__Tekst om te lezen__.
-------------------------

Het volgende wordt vooropgesteld. De deken van de orde van advocaten is op grond van art. 45a, eerste lid, Advocatenwet “belast met het toezicht op de naleving door advocaten die kantoor houden in dat arrondissement van het bepaalde bij of krachtens deze wet met inbegrip van toezicht op de zorg die zij als advocaten behoren te betrachten ten opzichte van degenen wiens belangen zij als zodanig behartigen of behoren te behartigen, inbreuken op verordeningen van de Nederlandse orde van advocaten en enig handelen of nalaten dat een behoorlijk advocaat niet betaamt.”
Dit toezicht is van belang met het oog op het bewaken van de vereiste mate van integriteit en kwaliteit van de advocatuur, hetgeen zowel voor het functioneren van het rechtsbestel als voor de belangenbehartiging van de individuele rechtzoekende essentieel is (vgl. Kamerstukken I 2013-2014, 32 382, C, p. 3 en 7, en Kamerstukken II 2013-2014, 32 382, nr. 18, p. 11).

-------------------------

__Opdracht 1__.
Stemmen de uitspraken (a), (b) en (c) overeen met de tekst over het toezicht door de deken? Antwoord per uitspraak met ja of nee en citeer de woorden uit de tekst die de doorslag geven.
(a) De deken houdt toezicht op advocaten die kantoor houden in zijn arrondissement.
(b) Volgens de tekst is het toezicht alleen van belang voor het functioneren van het rechtsbestel.
(c) De taak van de deken staat in art. 45a, tweede lid, Advocatenwet.
__Opdracht 2__. Geef het vervolg van de tekst over het toezicht door de deken, te beginnen na de laatste zin.

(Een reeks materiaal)
-------------------------

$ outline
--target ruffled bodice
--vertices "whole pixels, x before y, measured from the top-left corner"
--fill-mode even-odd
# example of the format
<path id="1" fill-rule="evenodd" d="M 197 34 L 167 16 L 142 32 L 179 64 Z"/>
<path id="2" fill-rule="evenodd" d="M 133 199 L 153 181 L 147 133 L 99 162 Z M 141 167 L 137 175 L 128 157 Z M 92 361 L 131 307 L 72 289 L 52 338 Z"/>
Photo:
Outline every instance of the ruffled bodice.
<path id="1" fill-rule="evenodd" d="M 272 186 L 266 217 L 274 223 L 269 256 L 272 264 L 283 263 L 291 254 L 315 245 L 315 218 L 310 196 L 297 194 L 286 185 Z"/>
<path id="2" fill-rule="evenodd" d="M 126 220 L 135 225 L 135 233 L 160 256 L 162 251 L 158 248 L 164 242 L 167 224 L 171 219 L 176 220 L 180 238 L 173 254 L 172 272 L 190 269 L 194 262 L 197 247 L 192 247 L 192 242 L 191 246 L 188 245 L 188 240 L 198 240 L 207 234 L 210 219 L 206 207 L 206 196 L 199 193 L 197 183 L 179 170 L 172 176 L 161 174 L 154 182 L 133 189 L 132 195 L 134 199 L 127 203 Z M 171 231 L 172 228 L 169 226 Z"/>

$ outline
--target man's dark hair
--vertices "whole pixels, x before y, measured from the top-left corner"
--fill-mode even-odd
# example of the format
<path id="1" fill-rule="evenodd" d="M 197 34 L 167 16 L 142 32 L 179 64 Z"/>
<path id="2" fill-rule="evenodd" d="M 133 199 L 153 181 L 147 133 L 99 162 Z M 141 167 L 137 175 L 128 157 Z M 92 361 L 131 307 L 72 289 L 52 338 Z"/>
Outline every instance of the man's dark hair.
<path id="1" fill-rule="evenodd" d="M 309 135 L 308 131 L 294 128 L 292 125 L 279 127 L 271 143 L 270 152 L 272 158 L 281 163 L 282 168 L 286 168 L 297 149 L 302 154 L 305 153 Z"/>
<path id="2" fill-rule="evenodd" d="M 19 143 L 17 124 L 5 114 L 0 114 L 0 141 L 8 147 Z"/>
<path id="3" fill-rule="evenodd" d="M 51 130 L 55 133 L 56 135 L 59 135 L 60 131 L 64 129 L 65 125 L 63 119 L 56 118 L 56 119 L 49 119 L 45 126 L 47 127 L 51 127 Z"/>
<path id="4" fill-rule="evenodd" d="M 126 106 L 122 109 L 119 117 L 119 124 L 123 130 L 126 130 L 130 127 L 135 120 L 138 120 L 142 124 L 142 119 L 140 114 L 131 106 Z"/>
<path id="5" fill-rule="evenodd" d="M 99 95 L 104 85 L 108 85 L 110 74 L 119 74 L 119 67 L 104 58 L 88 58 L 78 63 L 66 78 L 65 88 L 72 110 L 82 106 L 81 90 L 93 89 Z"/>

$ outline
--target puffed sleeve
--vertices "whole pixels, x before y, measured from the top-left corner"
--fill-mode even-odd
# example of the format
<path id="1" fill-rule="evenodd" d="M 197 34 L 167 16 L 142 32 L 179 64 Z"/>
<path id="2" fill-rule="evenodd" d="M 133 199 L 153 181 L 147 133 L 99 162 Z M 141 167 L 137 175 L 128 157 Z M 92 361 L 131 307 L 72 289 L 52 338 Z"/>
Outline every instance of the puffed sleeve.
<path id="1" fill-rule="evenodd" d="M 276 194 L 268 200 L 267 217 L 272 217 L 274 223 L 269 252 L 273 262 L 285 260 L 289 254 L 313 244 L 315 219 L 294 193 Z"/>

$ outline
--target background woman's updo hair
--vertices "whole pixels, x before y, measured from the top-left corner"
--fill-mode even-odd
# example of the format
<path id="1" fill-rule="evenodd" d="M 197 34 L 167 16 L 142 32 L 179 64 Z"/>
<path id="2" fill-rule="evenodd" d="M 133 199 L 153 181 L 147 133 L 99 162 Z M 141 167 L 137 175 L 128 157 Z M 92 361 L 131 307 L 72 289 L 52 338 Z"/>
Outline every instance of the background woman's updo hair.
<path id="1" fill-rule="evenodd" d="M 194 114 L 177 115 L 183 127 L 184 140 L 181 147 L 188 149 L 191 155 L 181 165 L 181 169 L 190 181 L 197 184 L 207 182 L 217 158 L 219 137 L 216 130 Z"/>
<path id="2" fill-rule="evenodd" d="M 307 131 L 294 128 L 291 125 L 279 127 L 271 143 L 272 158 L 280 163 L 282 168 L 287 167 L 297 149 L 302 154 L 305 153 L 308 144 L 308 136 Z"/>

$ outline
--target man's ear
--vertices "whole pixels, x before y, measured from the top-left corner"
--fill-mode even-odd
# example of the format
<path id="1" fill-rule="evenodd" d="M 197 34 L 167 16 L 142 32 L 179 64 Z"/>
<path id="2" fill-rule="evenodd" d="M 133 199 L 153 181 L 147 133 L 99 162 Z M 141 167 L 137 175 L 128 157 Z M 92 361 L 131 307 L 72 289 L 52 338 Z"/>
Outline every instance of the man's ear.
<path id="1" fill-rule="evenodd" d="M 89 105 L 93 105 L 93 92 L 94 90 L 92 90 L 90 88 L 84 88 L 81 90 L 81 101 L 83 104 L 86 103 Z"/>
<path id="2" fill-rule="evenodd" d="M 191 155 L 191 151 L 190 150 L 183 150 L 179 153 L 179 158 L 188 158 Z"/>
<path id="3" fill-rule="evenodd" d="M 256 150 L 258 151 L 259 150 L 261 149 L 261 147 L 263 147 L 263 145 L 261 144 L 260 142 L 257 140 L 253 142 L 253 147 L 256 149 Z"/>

-------------------------

__Antwoord 1__.
(a) Ja: "belast met het toezicht op de naleving door advocaten die kantoor houden in dat arrondissement"
(b) Nee: "zowel voor het functioneren van het rechtsbestel als voor de belangenbehartiging van de individuele rechtzoekende essentieel"
(c) Nee: "art. 45a, eerste lid, Advocatenwet"

__Antwoord 2__.
Bij uitstek de rechter zal in de uitoefening van zijn functie gedragingen van advocaten opmerken die voor het door de deken uit te oefenen toezicht van wezenlijk belang kunnen zijn en waarvan de deken niet op andere wijze kan kennis nemen dan doordat de rechter hem daarop opmerkzaam maakt. In de regel zal het verkrijgen van dergelijke signalen alleen nuttig en zinvol voor de deken zijn, indien daarbij voldoende concrete gegevens worden verstrekt om het signaal naar behoren te kunnen behandelen. Daartoe kan het noodzakelijk zijn dat dergelijke signalen gegevens bevatten die in beginsel vallen onder de in art. 13 RO bedoelde plicht tot geheimhouding. Het hiervoor bedoelde rechtstatelijk belang van het in art. 45a Advocatenwet bedoelde toezicht – waaronder begrepen het belang van de rechtzoekende –, kan daarom meebrengen dat voor de rechter uit zijn ambt de noodzaak voortvloeit vertrouwelijke gegevens, al dan niet door tussenkomst van de president van het gerecht, aan de deken van de orde van advocaten te verstrekken. De deken van de orde van advocaten heeft op zijn beurt een geheimhoudingsplicht op grond van art. 45a, in verbinding met art. 11a, Advocatenwet.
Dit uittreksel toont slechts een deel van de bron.